### MATERIAL SUPPLIED
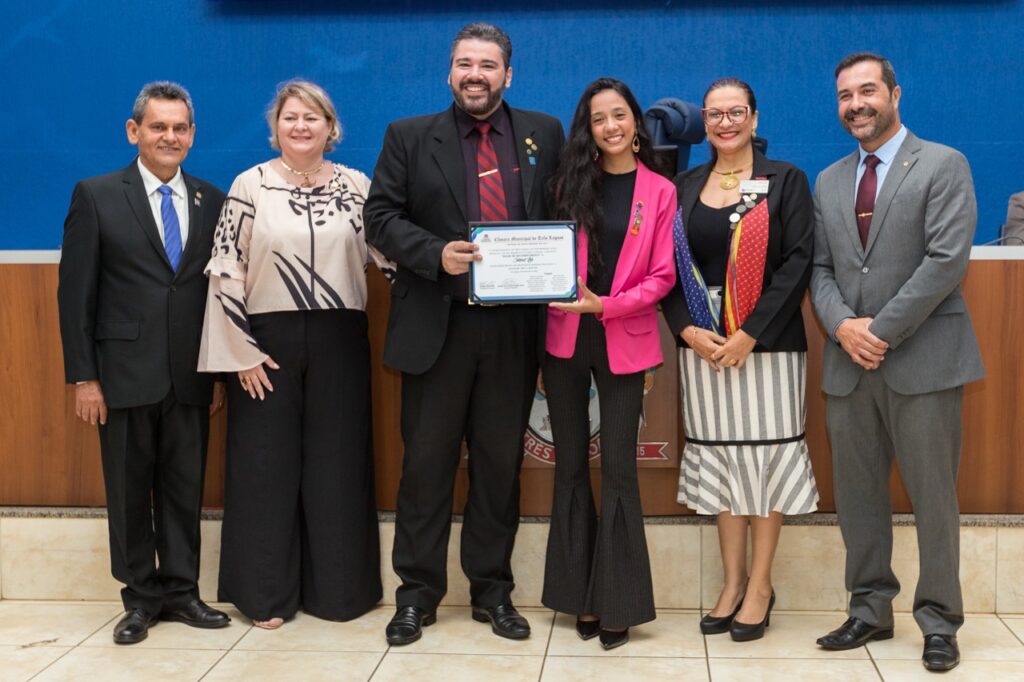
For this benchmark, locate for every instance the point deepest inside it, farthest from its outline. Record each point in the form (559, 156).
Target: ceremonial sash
(744, 272)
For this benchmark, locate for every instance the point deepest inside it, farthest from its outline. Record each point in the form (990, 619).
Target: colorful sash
(697, 298)
(743, 276)
(745, 272)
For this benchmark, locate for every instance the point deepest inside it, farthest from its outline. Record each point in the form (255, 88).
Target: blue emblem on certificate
(523, 262)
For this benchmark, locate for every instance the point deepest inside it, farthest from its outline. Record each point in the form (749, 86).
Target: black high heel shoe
(716, 625)
(612, 638)
(747, 632)
(588, 629)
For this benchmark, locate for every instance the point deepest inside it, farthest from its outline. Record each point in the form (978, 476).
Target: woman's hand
(704, 342)
(736, 350)
(254, 381)
(587, 302)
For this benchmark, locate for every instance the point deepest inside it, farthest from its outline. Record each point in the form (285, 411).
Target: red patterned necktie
(492, 189)
(865, 197)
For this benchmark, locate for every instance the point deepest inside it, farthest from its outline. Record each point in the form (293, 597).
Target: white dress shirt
(886, 154)
(179, 197)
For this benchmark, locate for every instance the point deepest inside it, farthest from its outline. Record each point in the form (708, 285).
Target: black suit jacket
(126, 318)
(417, 205)
(776, 322)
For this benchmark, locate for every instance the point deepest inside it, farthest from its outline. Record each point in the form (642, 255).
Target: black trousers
(597, 567)
(300, 517)
(480, 388)
(154, 461)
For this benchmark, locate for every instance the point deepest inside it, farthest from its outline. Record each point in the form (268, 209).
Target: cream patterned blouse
(279, 247)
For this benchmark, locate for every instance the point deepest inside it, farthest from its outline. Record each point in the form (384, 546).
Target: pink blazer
(645, 272)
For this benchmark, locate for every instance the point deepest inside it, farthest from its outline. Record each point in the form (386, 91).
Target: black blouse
(616, 197)
(709, 235)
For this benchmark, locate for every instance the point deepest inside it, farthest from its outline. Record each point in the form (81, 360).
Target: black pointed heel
(747, 632)
(716, 625)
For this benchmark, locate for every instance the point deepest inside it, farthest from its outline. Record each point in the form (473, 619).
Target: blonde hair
(311, 95)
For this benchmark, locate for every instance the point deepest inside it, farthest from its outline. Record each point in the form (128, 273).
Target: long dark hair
(576, 187)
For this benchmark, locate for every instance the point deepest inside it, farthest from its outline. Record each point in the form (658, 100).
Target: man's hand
(219, 391)
(863, 347)
(458, 255)
(89, 403)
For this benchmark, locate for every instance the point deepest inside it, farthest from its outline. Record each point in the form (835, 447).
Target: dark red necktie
(492, 189)
(865, 197)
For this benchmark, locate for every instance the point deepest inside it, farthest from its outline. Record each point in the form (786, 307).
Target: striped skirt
(745, 452)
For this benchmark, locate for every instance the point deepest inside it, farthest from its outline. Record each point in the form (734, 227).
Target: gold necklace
(729, 179)
(305, 175)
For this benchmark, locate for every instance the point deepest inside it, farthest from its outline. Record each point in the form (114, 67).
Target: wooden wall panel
(47, 457)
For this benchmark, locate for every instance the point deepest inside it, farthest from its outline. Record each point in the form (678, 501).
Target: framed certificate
(523, 262)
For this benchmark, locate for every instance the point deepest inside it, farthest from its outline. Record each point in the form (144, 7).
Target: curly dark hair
(577, 184)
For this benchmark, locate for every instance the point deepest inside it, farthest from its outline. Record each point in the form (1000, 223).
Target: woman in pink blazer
(598, 569)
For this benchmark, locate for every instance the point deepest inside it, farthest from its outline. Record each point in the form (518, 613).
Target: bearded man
(894, 222)
(467, 372)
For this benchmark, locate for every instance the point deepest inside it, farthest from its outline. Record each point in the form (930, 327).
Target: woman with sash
(599, 569)
(743, 238)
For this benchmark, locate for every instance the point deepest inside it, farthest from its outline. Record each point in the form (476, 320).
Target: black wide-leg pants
(154, 460)
(480, 388)
(597, 567)
(300, 518)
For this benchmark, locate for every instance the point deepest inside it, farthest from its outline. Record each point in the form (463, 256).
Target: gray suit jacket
(907, 278)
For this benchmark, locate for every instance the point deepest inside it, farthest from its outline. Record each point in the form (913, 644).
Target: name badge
(754, 186)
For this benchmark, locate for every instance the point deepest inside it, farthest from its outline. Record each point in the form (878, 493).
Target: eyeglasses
(713, 117)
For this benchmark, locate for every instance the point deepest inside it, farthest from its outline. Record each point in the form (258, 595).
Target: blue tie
(172, 231)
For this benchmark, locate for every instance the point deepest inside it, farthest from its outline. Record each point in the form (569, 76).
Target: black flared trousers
(300, 518)
(596, 566)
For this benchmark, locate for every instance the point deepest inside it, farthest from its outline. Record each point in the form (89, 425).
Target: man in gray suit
(894, 222)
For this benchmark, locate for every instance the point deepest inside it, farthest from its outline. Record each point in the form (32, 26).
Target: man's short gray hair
(161, 90)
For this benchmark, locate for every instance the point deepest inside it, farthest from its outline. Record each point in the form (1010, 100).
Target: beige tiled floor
(72, 641)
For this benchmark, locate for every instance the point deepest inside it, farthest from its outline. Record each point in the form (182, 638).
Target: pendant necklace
(729, 179)
(305, 175)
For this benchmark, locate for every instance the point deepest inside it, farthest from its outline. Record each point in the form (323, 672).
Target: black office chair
(675, 126)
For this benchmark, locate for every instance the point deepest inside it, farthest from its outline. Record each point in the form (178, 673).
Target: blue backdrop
(72, 69)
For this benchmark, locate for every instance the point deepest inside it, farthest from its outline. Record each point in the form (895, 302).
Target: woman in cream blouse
(286, 313)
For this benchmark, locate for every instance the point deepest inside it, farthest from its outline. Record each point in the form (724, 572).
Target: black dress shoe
(588, 629)
(612, 638)
(198, 614)
(716, 625)
(407, 625)
(941, 652)
(748, 632)
(505, 621)
(133, 628)
(852, 634)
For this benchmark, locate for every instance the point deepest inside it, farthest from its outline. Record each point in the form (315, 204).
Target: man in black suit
(131, 296)
(467, 371)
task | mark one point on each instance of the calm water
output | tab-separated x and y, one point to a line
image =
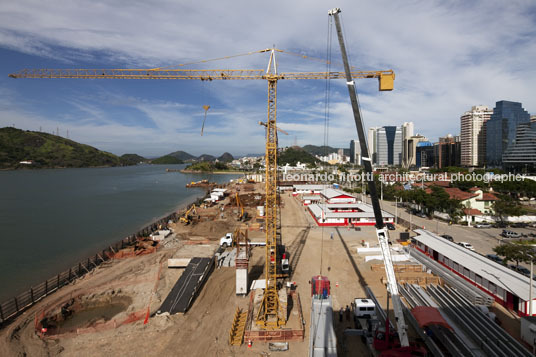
51	219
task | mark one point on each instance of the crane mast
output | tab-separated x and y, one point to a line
271	314
381	231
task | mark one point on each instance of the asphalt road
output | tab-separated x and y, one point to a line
482	239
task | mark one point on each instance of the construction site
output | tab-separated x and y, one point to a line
249	271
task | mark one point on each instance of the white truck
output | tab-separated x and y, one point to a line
226	241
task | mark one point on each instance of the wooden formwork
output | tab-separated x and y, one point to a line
399	268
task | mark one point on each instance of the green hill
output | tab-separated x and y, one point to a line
48	151
293	155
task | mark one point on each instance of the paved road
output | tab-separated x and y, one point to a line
483	239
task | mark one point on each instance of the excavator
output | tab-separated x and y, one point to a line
189	215
392	343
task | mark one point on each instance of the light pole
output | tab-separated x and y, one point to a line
381	185
396	210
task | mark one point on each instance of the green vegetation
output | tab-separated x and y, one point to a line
294	155
206	166
506	207
516	189
437	200
167	160
48	151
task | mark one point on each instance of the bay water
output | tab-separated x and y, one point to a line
52	219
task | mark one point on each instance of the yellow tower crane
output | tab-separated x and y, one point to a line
270	314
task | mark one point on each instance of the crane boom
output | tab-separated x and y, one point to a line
385	78
271	314
381	231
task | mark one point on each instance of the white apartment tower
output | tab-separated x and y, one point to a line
473	135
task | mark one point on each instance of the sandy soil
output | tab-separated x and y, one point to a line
204	329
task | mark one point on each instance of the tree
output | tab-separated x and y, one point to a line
514	252
506	207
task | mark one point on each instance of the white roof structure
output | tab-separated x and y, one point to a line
497	273
332	193
360	206
368	212
310	187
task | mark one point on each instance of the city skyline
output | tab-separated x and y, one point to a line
445	60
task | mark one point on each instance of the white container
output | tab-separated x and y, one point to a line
260	211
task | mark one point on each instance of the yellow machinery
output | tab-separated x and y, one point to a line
188	216
271	314
240	207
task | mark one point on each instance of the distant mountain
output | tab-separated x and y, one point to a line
293	155
319	150
181	155
42	150
167	160
226	157
132	159
206	157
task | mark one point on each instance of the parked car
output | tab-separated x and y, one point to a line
510	234
483	225
495	258
519	225
466	245
447	237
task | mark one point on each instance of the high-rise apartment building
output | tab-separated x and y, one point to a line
447	151
372	141
501	129
521	155
424	154
389	146
473	135
409	151
355	152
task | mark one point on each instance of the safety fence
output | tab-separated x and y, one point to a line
13	307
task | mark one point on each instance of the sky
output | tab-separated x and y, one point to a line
447	57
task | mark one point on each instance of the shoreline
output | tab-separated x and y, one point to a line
184	171
130	239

### YOUR INSTRUCTIONS
Beginning at the line that contains "task | mark one point on each instance of the high-rise" and continuing through the last line of the items above, format those lines as a JSON list of strings with one string per line, leaving out blank lines.

### RESPONSE
[
  "task | mark one point on each instance of the high-rise apartment building",
  "output | tab-separated x and y, one point to a line",
  "447\t151",
  "372\t141",
  "501\t129",
  "521\t155",
  "424\t154",
  "389\t146",
  "473\t135",
  "409\t151",
  "355\t152",
  "task | mark one point on each instance of the safety fence",
  "output | tab-separated x and y, one point to a line",
  "13\t307",
  "task | mark one point on each instance of the sky",
  "output | tab-separated x and y, one point to a line",
  "447\t57",
  "task | mark one point on each instance of the shoreline",
  "output | tab-separated x and y, one point to a line",
  "184\t171",
  "130\t239"
]